The direct effect of strategy on success, beyond its mediated effects, supports that in AI-augmented environments, strategic clarity becomes more, not less, important [90]. The direct path suggests that strategy provides value in addition to operational efficiency -it shapes how teams conceptualize problems, evaluate LLM suggestions, and make architectural decisions that no current AI system can fully automate.
The negative coefficient likely represents a suppressor effect, where Process only contributes positively to Success through its influence on Ecosystem implementation [91]. This statistical phenomenon occurs when the direct effect has an opposite sign from the total effect, indicating that Process activities consume resources and create complexity that, without proper deployment infrastructure, actually hinder success.
In summary, these findings reveal that LLMs fundamentally alter the “how” but not the “why” of ML project success. While coding assistants can accelerate technical implementation, our model demonstrates that success still flows through organizational support, strategic clarity, and structured processes. This supports the “AI pair programming” paradigm, where LLMs augment rather than replace human expertise [92].
Several limitations of this study should be considered when interpreting the results. First, while the sample size of 150 respondents is adequate for SEM analysis, it may limit the generalizability of the findings to different organizational contexts and industries. The 5% response rate raises concerns about non-response bias because those who completed the survey may be data scientists with specific characteristics or experiences. Second, despite the theoretical grounding of our model, the cross-sectional design prevents causal inference; longitudinal studies would better capture the dynamic nature of ML project evolution. Third, the self-reported nature of the data may introduce common method bias, though our multi-factor structure and discriminant validity tests mitigate this concern to some extent. Fourth, our focus on data scientists may not represent all roles in machine learning project contexts. Finally, removing the financial support item (SP3_FIN) due to cross-loadings suggests that our operationalization of the support dimension may not capture all relevant organizational factors, especially those related to resource allocation.
This research addresses the persistent challenge of ML project failure by developing and validating a comprehensive framework that acknowledges the technical and organizational dimensions of success. The MLC adapts business model thinking to the specific context of ML development. It provides a structured approach that remains relevant despite the acceleration enabled by LLM coding assistants. Our empirical findings show that LLMs may revolutionize the “how” of ML development through rapid code generation. However, the fundamental success factors-strategic alignment, structured processes, robust ecosystems, and organizational support-remain unchanged. Our SEM analysis revealed cascading relationships that offer practical insights: Organizations cannot adopt AI coding tools and expect improved outcomes. Instead, they must build comprehensive capabilities across all four dimensions. Thus, the MLC framework serves as a diagnostic tool for identifying weaknesses in current ML initiatives and as a planning instrument for future projects, helping organizations navigate the intersection of human expertise and AI assistance in modern ML development.

(Point-per-instance localization data)
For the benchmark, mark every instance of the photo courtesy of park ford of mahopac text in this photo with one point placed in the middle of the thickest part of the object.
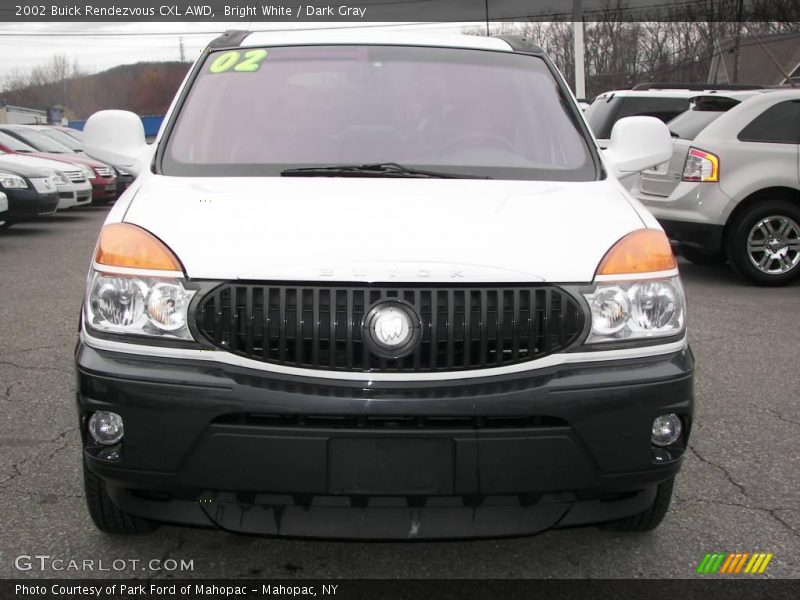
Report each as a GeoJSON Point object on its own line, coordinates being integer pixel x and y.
{"type": "Point", "coordinates": [399, 299]}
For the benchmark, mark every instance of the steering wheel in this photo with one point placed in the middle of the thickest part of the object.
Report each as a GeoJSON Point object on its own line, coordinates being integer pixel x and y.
{"type": "Point", "coordinates": [494, 141]}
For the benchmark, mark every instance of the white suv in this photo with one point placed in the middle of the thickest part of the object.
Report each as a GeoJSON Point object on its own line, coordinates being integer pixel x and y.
{"type": "Point", "coordinates": [378, 286]}
{"type": "Point", "coordinates": [732, 189]}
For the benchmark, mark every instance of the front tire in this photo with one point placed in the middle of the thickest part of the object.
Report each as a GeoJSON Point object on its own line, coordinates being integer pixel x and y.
{"type": "Point", "coordinates": [650, 518]}
{"type": "Point", "coordinates": [105, 514]}
{"type": "Point", "coordinates": [764, 243]}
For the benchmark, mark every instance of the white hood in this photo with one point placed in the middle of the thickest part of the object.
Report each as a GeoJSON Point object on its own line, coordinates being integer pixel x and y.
{"type": "Point", "coordinates": [404, 230]}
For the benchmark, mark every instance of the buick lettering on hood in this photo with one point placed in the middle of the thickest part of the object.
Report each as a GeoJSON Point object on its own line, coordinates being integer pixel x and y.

> THE TASK
Could you set down, word for word, the part of the ML project success passage between "The negative coefficient" and "human expertise [92].", inclusive? The data above is separate material with no connection to the ML project success passage.

> ANSWER SECTION
The negative coefficient likely represents a suppressor effect, where Process only contributes positively to Success through its influence on Ecosystem implementation [91]. This statistical phenomenon occurs when the direct effect has an opposite sign from the total effect, indicating that Process activities consume resources and create complexity that, without proper deployment infrastructure, actually hinder success.
In summary, these findings reveal that LLMs fundamentally alter the “how” but not the “why” of ML project success. While coding assistants can accelerate technical implementation, our model demonstrates that success still flows through organizational support, strategic clarity, and structured processes. This supports the “AI pair programming” paradigm, where LLMs augment rather than replace human expertise [92].